EXCERPT —
[Start of Attachment]
Black Tea

 

What Is Black Tea?

Black tea is a type of tea made from the tea plant (Camellia Sinensis) that is more oxidized compared to green, white and oolong teas. It also has a stronger, richer flavor than to other teas. 

Black tea is a major part of traditional British and Indian cultures with and is produced mostly in China, India and Sri Lanka.

Black tea is unique because it retains its flavor longer, unlike other teas that lose flavor within a year (with the notable exception of Pu-erh). It contains caffeine, plus other compounds which benefit the body.

How Black Tea Is Made

Black tea is more processed than other varieties of tea. Such processing is necessary to for the the full flavor that we've come to associate with it and helps the tea to retain its flavor longer.

High altitudes and regular rainfall are essential factors in producing high quality black tea. Flushes are hand-picked (even today) from tea bushes, dried under the sun or through mechanical means, and then bruised to release enzymes necessary for oxidation. 

The leaves undergo oxidation ranging from 45 minutes to 3 hours. The process requires carefully controlled temperature and humidity to prevent loss of flavor and actual decomposition. The final tea product is then graded according to size, and then rolled and dried again before packing it into tea bags or loose form then shipped.
[End of Attachment]
INPUT DATA —
[Start of Attachment]
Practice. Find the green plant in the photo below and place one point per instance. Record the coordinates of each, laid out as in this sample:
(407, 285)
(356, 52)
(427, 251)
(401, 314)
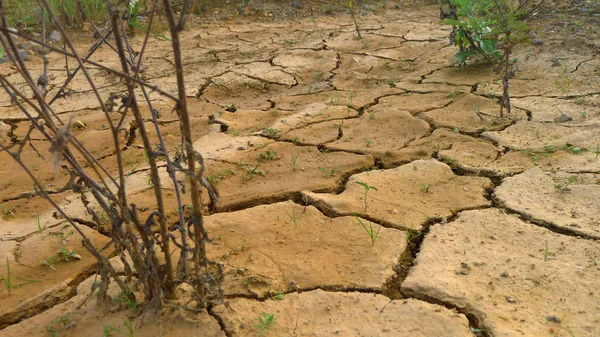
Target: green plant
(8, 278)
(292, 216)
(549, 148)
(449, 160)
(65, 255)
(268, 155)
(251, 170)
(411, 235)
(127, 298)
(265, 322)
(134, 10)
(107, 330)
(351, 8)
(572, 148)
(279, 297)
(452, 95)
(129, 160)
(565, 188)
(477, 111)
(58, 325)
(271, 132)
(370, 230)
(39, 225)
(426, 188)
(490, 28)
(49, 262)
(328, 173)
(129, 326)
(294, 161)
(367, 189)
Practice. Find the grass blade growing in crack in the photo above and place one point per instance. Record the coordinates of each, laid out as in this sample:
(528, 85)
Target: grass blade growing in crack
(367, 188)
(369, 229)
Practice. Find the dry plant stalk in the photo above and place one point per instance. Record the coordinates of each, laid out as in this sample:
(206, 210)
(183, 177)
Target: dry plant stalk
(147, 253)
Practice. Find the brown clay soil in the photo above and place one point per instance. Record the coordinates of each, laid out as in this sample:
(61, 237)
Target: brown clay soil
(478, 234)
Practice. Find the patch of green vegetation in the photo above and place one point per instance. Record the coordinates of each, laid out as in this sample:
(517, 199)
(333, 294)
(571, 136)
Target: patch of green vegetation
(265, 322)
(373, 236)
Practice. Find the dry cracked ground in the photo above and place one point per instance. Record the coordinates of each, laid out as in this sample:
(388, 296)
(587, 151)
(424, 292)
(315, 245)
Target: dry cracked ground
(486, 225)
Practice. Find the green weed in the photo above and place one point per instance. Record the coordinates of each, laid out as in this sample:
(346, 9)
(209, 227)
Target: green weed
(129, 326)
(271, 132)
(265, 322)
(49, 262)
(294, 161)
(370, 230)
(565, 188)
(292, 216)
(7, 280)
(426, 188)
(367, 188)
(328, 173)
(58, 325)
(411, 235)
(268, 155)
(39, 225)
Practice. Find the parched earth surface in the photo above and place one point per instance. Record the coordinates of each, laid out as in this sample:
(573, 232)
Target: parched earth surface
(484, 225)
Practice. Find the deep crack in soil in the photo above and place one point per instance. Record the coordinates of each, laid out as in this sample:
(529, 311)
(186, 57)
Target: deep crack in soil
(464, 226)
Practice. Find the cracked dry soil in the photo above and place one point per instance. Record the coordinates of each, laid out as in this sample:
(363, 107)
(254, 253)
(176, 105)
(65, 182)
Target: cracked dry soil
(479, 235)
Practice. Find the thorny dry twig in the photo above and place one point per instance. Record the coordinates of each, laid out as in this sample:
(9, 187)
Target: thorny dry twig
[End of Attachment]
PROBLEM 1 —
According to the black tea piece, how long does the oxidation of the leaves last?
PROBLEM 2 —
Continue the black tea piece from its last sentence.

RESPONSE 1 —
It ranges from 45 minutes to 3 hours.

RESPONSE 2 —
Benefits of Black Tea

Black teas contain several compounds that can benefit the body. It contains caffeine, an effective stimulant that helps maintain alertness, improve memory and creativity. Tea contains more caffeine than coffee per weight, but because less tea is needed to prepare it, a cup of tea still contains less caffeine than a cup of coffee.

Many people find black tea a good remedy for headache. It is also good for low blood pressure and to stimulate sluggish metabolism. It can help people lose weight because it speeds up metabolism of body fat during exercise.

How to Make a Perfect Cup of Black Tea

Black teas can handle higher temperatures (ranging from 90 C to 100 C) and longer brewing times (3 to 4 minutes) unlike other kinds of teas, which demand lower temperatures. But like other teas, black teas become astringent and bitter if brewed longer.

A teaspoon of black tea in 6 oz. cup of water is needed to brew a perfect cup of black tea. First, put loose tea or tea bag in the cup then pour freshly boiled water. Let it steep for 3 to 4 minutes, and then strain (not needed if using a teabag) before drinking. You can add sugar or milk if desired.